BRIEF.
Copy out all of the lines below, requests included, and multiply every coordinate in the answers by 1.35, rounding each result to a whole number with halves rounded up. Leave the numbers in the requests and their samples as they are.

GIVEN DATA.
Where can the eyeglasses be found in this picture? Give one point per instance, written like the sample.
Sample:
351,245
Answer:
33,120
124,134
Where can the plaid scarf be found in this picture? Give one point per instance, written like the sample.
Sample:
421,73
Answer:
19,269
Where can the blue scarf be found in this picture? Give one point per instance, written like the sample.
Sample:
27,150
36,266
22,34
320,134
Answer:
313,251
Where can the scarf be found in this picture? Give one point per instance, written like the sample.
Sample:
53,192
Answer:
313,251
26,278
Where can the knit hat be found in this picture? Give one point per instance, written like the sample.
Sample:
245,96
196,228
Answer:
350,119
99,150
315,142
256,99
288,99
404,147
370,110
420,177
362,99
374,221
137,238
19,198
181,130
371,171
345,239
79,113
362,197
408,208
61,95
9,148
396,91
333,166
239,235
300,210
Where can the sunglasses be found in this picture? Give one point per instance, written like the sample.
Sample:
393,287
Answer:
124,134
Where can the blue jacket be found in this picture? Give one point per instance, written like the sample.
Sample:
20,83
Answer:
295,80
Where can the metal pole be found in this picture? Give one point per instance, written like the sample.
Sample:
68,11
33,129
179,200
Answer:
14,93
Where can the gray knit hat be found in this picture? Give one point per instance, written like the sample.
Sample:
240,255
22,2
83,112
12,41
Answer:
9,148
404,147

EXERCISE ANSWER.
Where can the eyeglasses be found in this picture? Give one point per instance, written like the sample.
Sample:
351,245
Answer:
45,162
167,181
Where can the plaid scarf be found in this picture? Give one point per instance, written like the sample.
Sample:
421,73
Answer:
26,363
Where can the blue scarf be found in this picture? Give one point per instance, written like the sample.
Sample:
27,150
36,266
22,34
320,134
Answer:
423,339
Where can the scarf be found in this picture? Give one point per instance, written like the sample.
Sample:
53,192
Answer:
423,339
35,375
Where can the knit hat be found in this picture? Give one point per instance, written like the sample.
Sample:
245,96
196,228
Answer:
473,161
134,203
425,192
346,134
389,134
545,198
500,149
567,239
489,134
505,298
185,321
26,267
244,176
501,231
466,323
107,153
489,266
551,281
82,128
12,200
535,123
450,224
323,317
405,284
Where can the sunglasses be found in this picture? Give one point per instance, written like the sample.
Sample:
393,287
Answer:
167,181
Where can the blue jacket be found in this picture? Give one point per instance, written like the sample.
Sample:
20,83
Answer:
398,108
Where can the metal pole be found in this picture? Give one point per instance, written like the sample.
Sample:
68,11
33,129
179,200
Answer:
19,126
Where can the gray knit hat be found in this picture? Give one point per instance, written like the sample.
Sample:
240,255
22,2
83,112
12,41
Answer:
12,200
545,198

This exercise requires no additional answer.